** begin MATERIAL **

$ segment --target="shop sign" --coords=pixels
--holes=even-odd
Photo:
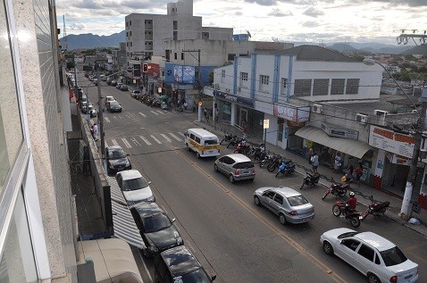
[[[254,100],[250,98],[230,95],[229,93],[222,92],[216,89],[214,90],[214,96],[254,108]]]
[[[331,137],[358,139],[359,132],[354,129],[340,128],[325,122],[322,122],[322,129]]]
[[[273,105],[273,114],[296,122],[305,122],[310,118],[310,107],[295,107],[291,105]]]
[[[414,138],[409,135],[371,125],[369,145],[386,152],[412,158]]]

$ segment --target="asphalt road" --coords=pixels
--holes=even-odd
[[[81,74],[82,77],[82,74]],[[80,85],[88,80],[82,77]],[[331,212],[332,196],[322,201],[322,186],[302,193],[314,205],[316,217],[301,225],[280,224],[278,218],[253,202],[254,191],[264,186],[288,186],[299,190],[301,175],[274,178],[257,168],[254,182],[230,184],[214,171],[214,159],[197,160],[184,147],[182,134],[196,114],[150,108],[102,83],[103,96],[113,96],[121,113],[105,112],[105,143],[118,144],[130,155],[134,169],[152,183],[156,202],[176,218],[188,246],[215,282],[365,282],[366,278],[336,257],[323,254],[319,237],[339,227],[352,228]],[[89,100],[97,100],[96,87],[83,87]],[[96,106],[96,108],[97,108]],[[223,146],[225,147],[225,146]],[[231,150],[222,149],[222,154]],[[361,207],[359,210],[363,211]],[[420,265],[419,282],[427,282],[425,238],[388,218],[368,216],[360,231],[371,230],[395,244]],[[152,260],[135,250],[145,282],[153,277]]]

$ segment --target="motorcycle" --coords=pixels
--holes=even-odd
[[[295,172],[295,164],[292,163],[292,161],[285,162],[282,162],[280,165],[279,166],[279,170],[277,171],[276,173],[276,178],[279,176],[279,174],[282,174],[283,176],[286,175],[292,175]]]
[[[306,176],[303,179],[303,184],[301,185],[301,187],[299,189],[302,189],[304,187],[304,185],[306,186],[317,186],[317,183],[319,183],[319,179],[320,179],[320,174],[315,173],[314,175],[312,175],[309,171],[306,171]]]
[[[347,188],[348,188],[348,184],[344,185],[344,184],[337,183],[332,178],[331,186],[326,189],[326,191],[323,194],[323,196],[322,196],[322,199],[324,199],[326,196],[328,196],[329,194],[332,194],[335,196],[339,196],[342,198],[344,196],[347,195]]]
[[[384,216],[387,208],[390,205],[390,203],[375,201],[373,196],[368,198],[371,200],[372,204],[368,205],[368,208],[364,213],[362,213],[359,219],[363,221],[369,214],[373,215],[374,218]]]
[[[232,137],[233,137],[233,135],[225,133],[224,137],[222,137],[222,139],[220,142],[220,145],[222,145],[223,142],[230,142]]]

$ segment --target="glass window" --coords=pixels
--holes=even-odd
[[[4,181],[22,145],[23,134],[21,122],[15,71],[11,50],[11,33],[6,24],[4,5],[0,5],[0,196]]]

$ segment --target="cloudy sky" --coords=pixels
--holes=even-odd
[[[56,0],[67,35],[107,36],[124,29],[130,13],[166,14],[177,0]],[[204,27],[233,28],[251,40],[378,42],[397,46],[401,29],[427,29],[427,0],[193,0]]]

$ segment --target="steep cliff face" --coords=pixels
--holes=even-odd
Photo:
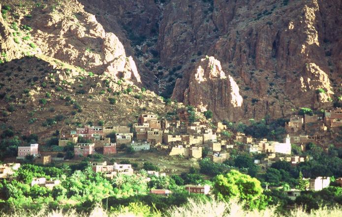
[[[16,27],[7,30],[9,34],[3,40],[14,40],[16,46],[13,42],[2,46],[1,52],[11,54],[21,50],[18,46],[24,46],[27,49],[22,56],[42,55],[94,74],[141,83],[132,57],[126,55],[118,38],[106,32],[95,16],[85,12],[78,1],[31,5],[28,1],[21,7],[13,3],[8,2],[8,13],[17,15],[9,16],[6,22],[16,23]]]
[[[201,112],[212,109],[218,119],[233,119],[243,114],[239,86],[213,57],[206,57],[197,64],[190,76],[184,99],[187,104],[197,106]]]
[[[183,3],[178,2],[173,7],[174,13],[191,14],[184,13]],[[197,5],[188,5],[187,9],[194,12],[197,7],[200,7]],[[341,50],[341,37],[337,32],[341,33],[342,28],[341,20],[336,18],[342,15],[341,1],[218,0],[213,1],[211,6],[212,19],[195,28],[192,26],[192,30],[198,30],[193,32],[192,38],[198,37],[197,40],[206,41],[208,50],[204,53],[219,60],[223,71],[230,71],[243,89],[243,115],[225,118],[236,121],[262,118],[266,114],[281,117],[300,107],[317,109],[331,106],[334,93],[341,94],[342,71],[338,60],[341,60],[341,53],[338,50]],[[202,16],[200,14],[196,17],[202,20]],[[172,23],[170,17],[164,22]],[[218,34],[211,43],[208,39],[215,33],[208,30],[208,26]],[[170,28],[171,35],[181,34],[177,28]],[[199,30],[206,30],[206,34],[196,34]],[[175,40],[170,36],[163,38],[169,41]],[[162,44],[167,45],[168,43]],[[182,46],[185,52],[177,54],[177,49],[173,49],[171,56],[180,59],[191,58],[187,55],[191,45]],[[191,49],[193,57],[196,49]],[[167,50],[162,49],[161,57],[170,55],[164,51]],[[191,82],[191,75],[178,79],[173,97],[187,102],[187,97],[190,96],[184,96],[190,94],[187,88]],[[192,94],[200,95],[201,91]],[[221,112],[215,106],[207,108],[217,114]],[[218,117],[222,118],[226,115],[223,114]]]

** end MATERIAL **

◆ **WORK TO DO**: Reproduce all of the items above line for line, without the pictures.

◆ **SOLUTION**:
$ segment --target="shop sign" --coords=pixels
--holes=even-odd
Photo:
[[[254,100],[250,98],[230,95],[229,93],[222,92],[216,89],[214,90],[214,96],[254,108]]]
[[[331,137],[358,139],[359,132],[354,129],[340,128],[325,122],[322,122],[322,129]]]
[[[273,105],[273,114],[296,122],[305,122],[310,118],[310,107],[295,107],[291,105]]]
[[[414,138],[409,135],[371,125],[369,145],[386,152],[412,158]]]

$ segment --target="asphalt road" --coords=pixels
--holes=even-odd
[[[81,74],[82,77],[82,74]],[[80,85],[88,80],[82,77]],[[331,212],[332,196],[322,201],[322,186],[302,193],[314,205],[316,217],[301,225],[280,224],[278,218],[253,202],[254,191],[264,186],[288,186],[299,190],[301,175],[274,178],[257,168],[254,182],[230,184],[214,171],[214,159],[197,160],[184,147],[182,134],[196,114],[150,108],[102,83],[103,96],[113,96],[121,113],[105,112],[105,143],[118,144],[130,155],[134,169],[152,183],[156,202],[176,218],[188,246],[215,282],[365,282],[366,278],[336,257],[323,254],[319,237],[339,227],[352,228]],[[89,100],[97,100],[96,87],[83,87]],[[96,106],[96,108],[97,108]],[[223,146],[225,147],[225,146]],[[231,150],[222,149],[222,154]],[[361,207],[359,210],[363,211]],[[420,265],[419,282],[427,282],[425,238],[388,218],[368,216],[360,231],[371,230],[395,244]],[[152,260],[135,250],[145,282],[153,277]]]

$ segment --target="motorcycle" --coords=pixels
--holes=even-odd
[[[295,172],[295,164],[292,163],[292,161],[285,162],[282,162],[280,165],[279,166],[279,170],[277,171],[276,173],[276,178],[279,176],[279,174],[282,174],[283,176],[286,175],[292,175]]]
[[[306,176],[303,179],[303,184],[301,185],[301,187],[299,189],[302,189],[304,187],[304,185],[306,186],[317,186],[317,183],[319,183],[319,179],[320,179],[320,174],[315,173],[314,175],[312,175],[309,171],[306,171]]]
[[[347,188],[348,188],[348,184],[344,185],[344,184],[337,183],[332,178],[331,186],[326,189],[326,191],[323,194],[323,196],[322,196],[322,199],[324,199],[326,196],[328,196],[329,194],[332,194],[335,196],[339,196],[342,198],[344,196],[347,195]]]
[[[384,216],[387,208],[390,205],[390,203],[375,201],[373,196],[368,198],[371,200],[372,204],[368,205],[368,208],[364,213],[362,213],[359,219],[363,221],[369,214],[373,215],[374,218]]]
[[[232,137],[233,137],[233,135],[225,133],[224,137],[222,137],[222,139],[220,142],[220,145],[222,145],[223,142],[230,142]]]

$ segment --target="glass window" --coords=pixels
--holes=even-odd
[[[4,181],[22,145],[23,134],[21,122],[15,71],[11,50],[11,33],[6,24],[4,5],[0,5],[0,196]]]

$ segment --target="cloudy sky" --coords=pixels
--holes=even-odd
[[[56,0],[67,35],[107,36],[124,29],[130,13],[166,14],[177,0]],[[204,27],[233,28],[251,40],[378,42],[397,46],[401,29],[427,29],[427,0],[193,0]]]

$ segment --target="steep cliff face" --coords=pixels
--holes=even-odd
Photo:
[[[16,27],[7,30],[9,34],[3,40],[14,40],[16,46],[13,42],[2,46],[1,52],[11,54],[21,50],[18,46],[24,46],[27,49],[22,56],[42,55],[94,74],[141,83],[132,57],[126,55],[118,38],[106,32],[95,16],[85,12],[78,1],[31,5],[28,1],[21,7],[13,3],[8,2],[8,13],[17,15],[9,16],[6,22],[16,23]]]
[[[201,112],[212,109],[218,119],[233,119],[243,114],[239,86],[213,57],[206,57],[197,64],[190,76],[184,99],[187,104],[197,106]]]
[[[183,3],[178,2],[173,7],[174,13],[191,14],[184,13]],[[197,5],[188,5],[187,9],[194,12],[197,7],[200,7]],[[341,50],[341,37],[337,32],[341,33],[342,28],[341,20],[336,18],[342,15],[341,1],[218,0],[213,1],[211,6],[212,19],[195,28],[192,26],[192,30],[198,30],[193,32],[192,38],[198,37],[197,40],[206,41],[208,50],[204,53],[219,60],[223,71],[230,71],[243,89],[243,115],[225,118],[236,121],[262,118],[266,114],[281,117],[300,107],[317,109],[331,106],[334,93],[341,94],[342,71],[338,60],[341,60],[341,53],[338,50]],[[202,16],[200,14],[196,17],[202,20]],[[172,23],[170,17],[164,22]],[[218,34],[211,43],[208,39],[215,33],[208,30],[208,26]],[[170,28],[171,35],[181,34],[177,28]],[[199,30],[206,30],[206,34],[196,34]],[[175,40],[170,36],[163,38],[169,41]],[[162,44],[167,45],[168,43]],[[182,46],[185,52],[177,54],[177,49],[173,49],[171,56],[180,59],[191,58],[187,55],[191,45]],[[191,49],[193,57],[196,49]],[[167,50],[162,49],[161,57],[170,55],[164,51]],[[191,82],[191,75],[178,79],[173,97],[187,102],[187,97],[190,96],[184,96],[190,94],[187,88]],[[192,94],[200,95],[201,91]],[[221,112],[215,106],[207,108],[217,114]],[[218,117],[222,118],[226,115],[223,114]]]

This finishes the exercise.